- Activity: Print out every entry that follows, exactly as written.

Source data
+++

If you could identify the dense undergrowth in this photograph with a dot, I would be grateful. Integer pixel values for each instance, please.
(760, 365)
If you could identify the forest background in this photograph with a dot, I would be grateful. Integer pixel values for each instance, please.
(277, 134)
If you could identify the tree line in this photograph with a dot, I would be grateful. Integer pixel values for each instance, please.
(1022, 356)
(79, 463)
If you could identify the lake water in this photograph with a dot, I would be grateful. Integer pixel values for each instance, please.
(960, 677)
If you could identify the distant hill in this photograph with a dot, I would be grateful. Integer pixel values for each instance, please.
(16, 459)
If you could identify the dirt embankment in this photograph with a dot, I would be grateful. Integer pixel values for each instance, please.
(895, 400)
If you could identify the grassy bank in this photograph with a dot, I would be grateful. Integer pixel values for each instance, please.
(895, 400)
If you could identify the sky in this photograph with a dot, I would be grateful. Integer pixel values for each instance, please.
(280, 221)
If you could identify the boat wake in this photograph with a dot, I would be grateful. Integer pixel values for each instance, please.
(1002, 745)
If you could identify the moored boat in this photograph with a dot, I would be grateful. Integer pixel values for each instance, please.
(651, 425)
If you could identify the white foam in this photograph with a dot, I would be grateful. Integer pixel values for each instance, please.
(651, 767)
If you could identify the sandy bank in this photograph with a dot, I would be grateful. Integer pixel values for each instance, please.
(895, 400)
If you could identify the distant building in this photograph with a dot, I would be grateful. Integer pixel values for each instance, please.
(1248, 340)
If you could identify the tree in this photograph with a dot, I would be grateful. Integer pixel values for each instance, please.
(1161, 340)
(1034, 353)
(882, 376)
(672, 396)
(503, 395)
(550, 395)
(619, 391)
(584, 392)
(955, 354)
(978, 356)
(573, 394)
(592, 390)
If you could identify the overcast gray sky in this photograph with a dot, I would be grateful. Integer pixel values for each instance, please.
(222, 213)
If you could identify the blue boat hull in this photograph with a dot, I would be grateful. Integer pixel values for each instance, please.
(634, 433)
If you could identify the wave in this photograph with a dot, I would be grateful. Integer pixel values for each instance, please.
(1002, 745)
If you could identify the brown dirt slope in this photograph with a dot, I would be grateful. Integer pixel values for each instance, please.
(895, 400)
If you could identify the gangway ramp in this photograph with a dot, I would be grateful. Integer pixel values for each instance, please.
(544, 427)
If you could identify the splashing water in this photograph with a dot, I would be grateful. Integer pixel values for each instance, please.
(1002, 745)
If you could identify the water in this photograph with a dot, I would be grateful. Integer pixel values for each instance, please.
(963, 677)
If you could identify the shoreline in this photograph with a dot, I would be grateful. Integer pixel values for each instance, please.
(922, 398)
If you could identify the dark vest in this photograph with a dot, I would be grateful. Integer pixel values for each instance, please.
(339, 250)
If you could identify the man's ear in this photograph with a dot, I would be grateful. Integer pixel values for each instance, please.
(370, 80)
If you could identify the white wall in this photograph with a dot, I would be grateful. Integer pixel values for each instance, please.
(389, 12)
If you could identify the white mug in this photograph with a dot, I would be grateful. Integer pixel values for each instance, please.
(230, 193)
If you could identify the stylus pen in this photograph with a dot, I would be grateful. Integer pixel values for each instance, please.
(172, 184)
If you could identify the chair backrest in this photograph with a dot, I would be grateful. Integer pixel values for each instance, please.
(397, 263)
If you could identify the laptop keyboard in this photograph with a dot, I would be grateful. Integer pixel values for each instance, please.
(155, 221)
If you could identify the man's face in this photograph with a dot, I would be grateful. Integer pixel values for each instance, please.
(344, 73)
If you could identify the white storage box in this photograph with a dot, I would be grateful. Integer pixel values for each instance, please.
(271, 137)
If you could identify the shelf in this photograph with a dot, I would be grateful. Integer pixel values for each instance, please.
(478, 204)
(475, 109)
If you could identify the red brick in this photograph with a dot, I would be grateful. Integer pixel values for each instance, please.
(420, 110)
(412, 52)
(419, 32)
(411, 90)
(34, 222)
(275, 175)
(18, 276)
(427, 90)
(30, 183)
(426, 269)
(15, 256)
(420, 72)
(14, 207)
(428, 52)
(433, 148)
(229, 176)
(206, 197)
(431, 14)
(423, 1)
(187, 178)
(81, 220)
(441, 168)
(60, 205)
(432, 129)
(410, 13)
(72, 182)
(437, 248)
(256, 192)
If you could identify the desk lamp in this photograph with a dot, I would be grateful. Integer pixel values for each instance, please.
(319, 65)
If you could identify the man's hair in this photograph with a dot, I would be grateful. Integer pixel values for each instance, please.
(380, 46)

+++

- Task answer:
If you could identify the dense undergrowth in this photograph with a dot, I would be grateful. Integer pixel values for each instance, please.
(760, 365)
If you could identify the forest background in this photograph with a dot, I would be grateful. Integer pixel values for each instance, please.
(277, 134)
If you could identify the tree line in this photograph with a dot, I would be grateful. Integer pixel values for each instance, please.
(1022, 356)
(79, 463)
If you could identify the lake water in this photograph with a dot, I would be grateful. Integer pixel values for each instance, please.
(960, 677)
If you could identify the distant hill in this photograph with a dot, I would be grateful. Integer pixel values for each instance, please.
(16, 459)
If you could identify the dirt embankment in this photograph with a dot, I would be grateful. Integer pixel values for each instance, please.
(895, 400)
If you could identify the grassy bank in this photograph with a dot, I would be grateful. Integer pixel values for each instance, please.
(895, 400)
If you could identify the sky in this photograph with a dot, I would be grateful. Integer pixel values for each instance, please.
(280, 221)
If you could identify the boat wake in this photograph with a dot, I would be grateful. Integer pixel values for each instance, please.
(1002, 745)
If you could identify the moored boat in this photograph with a dot, I would be grateful. Integer pixel values for each instance, please.
(651, 425)
If you could identify the white foam in this photograph with a dot, I would be grateful. Integer pixel values for each instance, please.
(651, 767)
If you could identify the sandy bank in this photograph with a dot, I would be grateful. Integer pixel values for each instance, please.
(895, 400)
If you could identify the distant building in this photograph with a dot, I would be grateful. Integer pixel values for each instance, please.
(1248, 340)
If you could identify the tree in this photograph with a dot, I would be grateful. Integer pixel values for each instance, please.
(1161, 340)
(1034, 353)
(882, 376)
(672, 396)
(503, 395)
(550, 395)
(619, 391)
(584, 392)
(955, 354)
(978, 356)
(573, 394)
(592, 390)
If you could identify the overcast gray sky in this photograph with a dot, I would be grateful. Integer pixel values for each instance, please.
(222, 213)
If you could identify the blue boat hull in this photograph with a dot, I would be grateful. Integer pixel values for each instance, please.
(634, 433)
If you could identify the wave in this photograph with a dot, I would be grateful. Integer pixel values for each instance, please.
(1002, 745)
If you could identify the brown dirt slope in this photograph with a dot, I would be grateful. Integer pixel values for each instance, please.
(895, 400)
If you could identify the gangway ramp in this photograph with a dot, I would be grateful. Integer pixel values for each instance, please.
(544, 427)
If you could identify the splashing water in this photograph with a dot, I would be grateful. Integer pixel values for each instance, please.
(1002, 745)
If you could identify the water in this photograph with a dot, I would be grateful. Integer pixel values for each instance, please.
(963, 677)
If you could identify the shoreline in this photograph with a dot, I would be grateful. Integer pixel values for each instance, please.
(922, 398)
If you could identify the dark vest in this photograph with a dot, I would be grateful. Integer pixel values for each instance, please.
(339, 250)
If you could identify the man's ear in this photograph with a dot, I would be grateful. Integer pixel values for each instance, please.
(370, 80)
If you could identify the white wall in this photograph with a dot, I would be grateful. Integer pixel values for each instance, please.
(389, 12)
If you could identify the white mug in this photograph with a dot, I would be grateful. Integer pixel values for each instance, please.
(230, 193)
If you could identify the stylus pen in this photograph with a dot, I would be grateful. Integer pixel values for each instance, please.
(172, 184)
If you could identify the chair backrest in this photograph with a dot, I would be grateful. Integer pixel values for each instance, please.
(397, 263)
If you could identify the laptop keyboard in this photograph with a dot, I would be grateful. Integer pixel values for each instance, please.
(155, 221)
If you could identify the man's face in this photograph with a dot, I would be grateful. Integer pixel values for each instance, please.
(344, 73)
If you could identify the white storage box in this photograph with a dot, I would be grateful. Integer pixel values for each instance, please.
(271, 137)
If you could identify the shelf in this photograph with a dot, I would be grateful. Integer pixel values for each instance, please.
(478, 204)
(475, 109)
If you could identify the red brick in this photograph with a dot, I would be grateful. Integer pixel values for each instance, please.
(420, 110)
(412, 52)
(419, 32)
(411, 90)
(34, 222)
(275, 175)
(18, 276)
(427, 90)
(30, 183)
(426, 269)
(15, 256)
(420, 72)
(14, 207)
(428, 52)
(433, 148)
(229, 176)
(206, 197)
(431, 14)
(423, 1)
(187, 178)
(81, 220)
(441, 168)
(60, 205)
(432, 129)
(410, 13)
(72, 182)
(437, 248)
(256, 192)
If you could identify the desk lamp in this photograph with a dot, I would be grateful. Integer pixel values for each instance, please.
(319, 65)
If you could identify the man's hair in this photograph with a dot, I would be grateful. Integer pixel values for each instance, please.
(380, 46)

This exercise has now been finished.